→ **POLECENIE 1**: Proszę ocenić, czy stwierdzenia (a), (b) i (c) są zgodne z poniższym wywiadem o grze „Eskadra”: (a) autor odpowiedzi mieszka w Chełmnie; (b) robocza nazwa gry brzmiała „Tanks”; (c) zamysł gry promował bardziej walkę niż współpracę. Przy każdym należy odpowiedzieć „tak” lub „nie” i przytoczyć dosłownie rozstrzygające słowa tekstu.

-------- ZAŁĄCZONY TEKST --------

Dziękuję za chęć rozmowy. Proszę się przedstawić i opowiedzieć kilka słów o sobie. Kim po tylu latach jest programista (i grafik) gry "Eskadra"?
Nazywam się Tomasz Ośmiałowski, moja ksywka "Thomas", a teraz używam ksywki "Tomi". Jest mi bardzo miło, że mogę opowiedzieć o moich doświadczeniach z Amigą. Urodziłem się 1975 roku. Tworzę portale i sklepy internetowe, ale myślę, że samo programowanie na niewiele się zda, bez dobrego pomysłu, grafiki, czy dobrze dobranych sampli. Mam żonę i dwójkę dzieci, mieszkam w Chełmnie.
Porozmawiajmy o grupie "Sun Productions". Skąd pomysł na nazwę/logo? Jakie były początki grupy, w jakich okolicznościach padło stwierdzenie "chłopaki, robimy grę"?
Miałem szczęście, bo w Chełmnie znalazło się wielu zdolnych ludzi, takich jak Tobiasz Staniszewski, Jakub Głowacki oraz Bartosz Sierociński. To właśnie z nimi współpracowałem przy paru produkcjach dem, a największym wyzwaniem była właśnie "Eskadra". Pomysł na nazwę grupy nie był taki trudny, jak wymyślenie nazwy na grę. Dopiero później dowiedziałem się, że już taka firma jak "Sun Production" istnieje, ale całe szczęście nie robiła gier. Mi ta nazwa kojarzyła się ze słońcem, które jest na końcu gry "Eskadra".
Dlaczego?
Robocza nazwa gry była "Sąsiedzi", tak samo jak nazwa kultowej, czeskiej bajki (chyba). Jednak nie za bardzo kojarzyło się to z samolotami, ale sam zamysł skłóconych sąsiadów pozostał. Tak doszliśmy do nazwy "Eskadra".
Opowiedz nam więcej o inspiracjach. Dlaczego akurat "samolociki"? Jakieś fascynacje lotnictwem czy też może innymi grami o podobnym charakterze?
Samym zamysłem na grę był pomysł, który promuje bardziej współpracę niż walkę między sobą. Dlatego tak bardzo chciałem, żeby w grze można było walczyć przeciwko zawodnikowi sterowanemu przez komputer. Myślę, że samym impulsem do tego była gra "Tanks", chociaż dokładnej nazwy nie pamiętam, ale to było coś podobnego do późniejszych "Wormsów". My dodaliśmy do tego renderowane samolociki, trochę akcji i współzawodnictwo!
"Eskadra" została wydana w roku 1996, czyli nieco późno. Czy w związku z tym mieliście problemy ze znalezieniem wydawcy? Czy wydawca narzucał wam jakieś zastrzeżenia/terminy?

--------

→ **POLECENIE 2**: Proszę wybrać z poniższych wierszy każdy, który zawiera ciąg „water”, i przepisać go bez zmian.

-------- FRAGMENTY DANYCH --------

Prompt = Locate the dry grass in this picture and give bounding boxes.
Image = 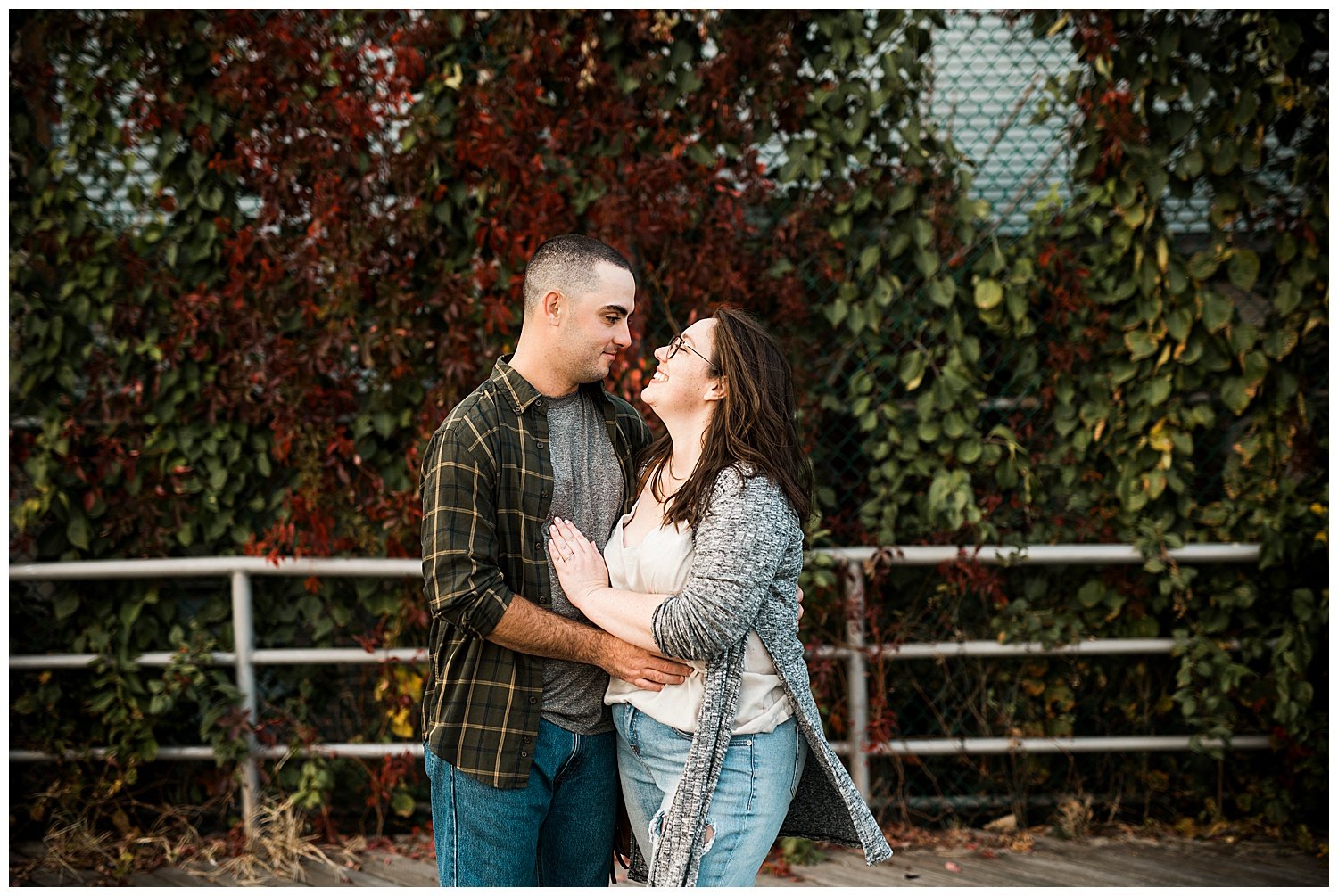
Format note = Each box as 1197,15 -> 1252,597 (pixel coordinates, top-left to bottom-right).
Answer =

--------
-------- FRAGMENTY DANYCH --------

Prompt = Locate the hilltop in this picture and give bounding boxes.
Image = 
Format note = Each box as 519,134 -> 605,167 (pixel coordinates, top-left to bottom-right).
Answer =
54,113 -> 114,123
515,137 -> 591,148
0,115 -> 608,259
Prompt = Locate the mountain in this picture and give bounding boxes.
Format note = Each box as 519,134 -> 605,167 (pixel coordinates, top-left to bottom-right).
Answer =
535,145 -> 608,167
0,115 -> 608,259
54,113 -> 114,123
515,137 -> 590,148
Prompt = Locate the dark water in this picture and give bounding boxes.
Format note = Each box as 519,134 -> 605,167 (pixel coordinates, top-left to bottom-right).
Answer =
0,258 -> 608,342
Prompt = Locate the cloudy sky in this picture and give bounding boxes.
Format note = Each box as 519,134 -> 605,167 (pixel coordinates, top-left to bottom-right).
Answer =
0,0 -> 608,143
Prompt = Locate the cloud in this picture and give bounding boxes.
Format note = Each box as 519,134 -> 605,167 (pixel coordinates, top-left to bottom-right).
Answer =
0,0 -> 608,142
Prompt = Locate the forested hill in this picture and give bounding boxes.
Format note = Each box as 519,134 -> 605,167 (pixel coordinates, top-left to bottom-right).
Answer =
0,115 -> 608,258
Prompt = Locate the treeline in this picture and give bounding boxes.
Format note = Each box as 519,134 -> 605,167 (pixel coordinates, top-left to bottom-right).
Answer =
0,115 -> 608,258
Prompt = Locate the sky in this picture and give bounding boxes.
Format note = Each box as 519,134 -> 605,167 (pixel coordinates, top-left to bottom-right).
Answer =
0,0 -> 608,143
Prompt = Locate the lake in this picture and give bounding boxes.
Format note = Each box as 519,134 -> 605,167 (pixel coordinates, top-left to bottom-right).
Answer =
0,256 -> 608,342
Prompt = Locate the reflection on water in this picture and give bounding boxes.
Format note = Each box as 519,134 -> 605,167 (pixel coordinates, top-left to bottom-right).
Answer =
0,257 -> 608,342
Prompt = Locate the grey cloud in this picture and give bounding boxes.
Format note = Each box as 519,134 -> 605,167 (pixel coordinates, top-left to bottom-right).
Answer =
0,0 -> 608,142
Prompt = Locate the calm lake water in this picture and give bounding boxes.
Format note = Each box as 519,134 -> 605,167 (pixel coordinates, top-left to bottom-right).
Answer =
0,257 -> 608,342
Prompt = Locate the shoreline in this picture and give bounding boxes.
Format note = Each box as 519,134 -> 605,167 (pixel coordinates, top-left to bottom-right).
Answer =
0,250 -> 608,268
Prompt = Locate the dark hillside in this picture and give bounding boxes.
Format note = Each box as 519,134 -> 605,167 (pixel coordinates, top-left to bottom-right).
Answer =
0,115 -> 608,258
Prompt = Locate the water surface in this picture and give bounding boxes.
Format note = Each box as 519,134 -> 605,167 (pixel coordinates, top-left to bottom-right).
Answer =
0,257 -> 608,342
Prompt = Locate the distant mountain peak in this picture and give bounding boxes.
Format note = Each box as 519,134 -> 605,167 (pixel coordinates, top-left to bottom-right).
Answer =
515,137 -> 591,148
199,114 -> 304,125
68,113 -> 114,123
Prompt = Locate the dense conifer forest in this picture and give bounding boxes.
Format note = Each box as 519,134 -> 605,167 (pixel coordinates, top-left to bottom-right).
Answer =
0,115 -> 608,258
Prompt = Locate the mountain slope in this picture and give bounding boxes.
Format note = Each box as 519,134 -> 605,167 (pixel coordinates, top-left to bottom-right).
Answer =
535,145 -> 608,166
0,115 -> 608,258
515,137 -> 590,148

--------

→ **WYNIK ZADANIA 1**:
(a) Tak: „mieszkam w Chełmnie”.
(b) Nie: „Robocza nazwa gry była "Sąsiedzi"”.
(c) Nie: „promuje bardziej współpracę niż walkę między sobą”.

→ **WYNIK ZADANIA 2**:
Prompt = Locate the dark water in this picture and give bounding boxes.
Prompt = Locate the reflection on water in this picture and give bounding boxes.
Prompt = Locate the calm lake water in this picture and give bounding boxes.
Prompt = Locate the water surface in this picture and give bounding boxes.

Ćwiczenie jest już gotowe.